Stored dataset listing:
┌──
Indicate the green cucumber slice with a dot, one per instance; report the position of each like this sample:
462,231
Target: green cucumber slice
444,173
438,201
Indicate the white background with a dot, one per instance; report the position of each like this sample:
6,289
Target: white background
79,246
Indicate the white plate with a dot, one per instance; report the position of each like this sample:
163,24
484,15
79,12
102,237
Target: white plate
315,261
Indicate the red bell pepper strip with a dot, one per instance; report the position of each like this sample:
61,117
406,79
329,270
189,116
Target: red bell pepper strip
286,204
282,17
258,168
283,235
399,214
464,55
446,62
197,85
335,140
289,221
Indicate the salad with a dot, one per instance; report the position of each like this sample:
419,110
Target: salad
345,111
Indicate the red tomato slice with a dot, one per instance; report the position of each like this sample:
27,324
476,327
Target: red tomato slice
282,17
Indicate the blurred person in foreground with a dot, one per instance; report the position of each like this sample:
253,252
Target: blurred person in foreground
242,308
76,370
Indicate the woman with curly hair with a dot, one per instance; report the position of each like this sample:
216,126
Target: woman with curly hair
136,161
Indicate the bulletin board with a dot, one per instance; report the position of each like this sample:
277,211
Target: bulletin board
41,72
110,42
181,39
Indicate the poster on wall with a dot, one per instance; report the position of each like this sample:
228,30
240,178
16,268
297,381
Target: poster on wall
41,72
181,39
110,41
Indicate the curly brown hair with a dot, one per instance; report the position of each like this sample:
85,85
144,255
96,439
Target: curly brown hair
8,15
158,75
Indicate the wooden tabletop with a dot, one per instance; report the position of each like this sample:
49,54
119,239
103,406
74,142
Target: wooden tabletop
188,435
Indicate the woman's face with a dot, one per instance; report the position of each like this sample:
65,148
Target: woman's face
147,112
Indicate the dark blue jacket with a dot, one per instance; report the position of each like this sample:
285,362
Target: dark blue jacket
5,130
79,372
└──
Given request: Rewrite the stretch of the listing from the line containing "Indicate the curly" through the end of the listing, putting "wooden table surface" in place of "wooden tabletop" and changing nothing else. Give back only those lines.

Result below:
Indicate the curly brown hair with a dot, one per instance; report the position of each like this sample:
85,85
144,255
96,439
Target: curly brown hair
8,15
158,75
Indicate the wooden table surface with a dot, one per instance; report the position of each like this sample:
49,54
119,239
103,406
74,142
Target: wooden table surface
188,435
Indicate the woman's face with a dot, one per instance; report the position of each like this sample:
65,148
Target: woman's face
147,112
Indicate the dark blue jacket with a dot, one per instance; report the position of each like this sample:
285,362
Target: dark blue jacket
5,130
79,372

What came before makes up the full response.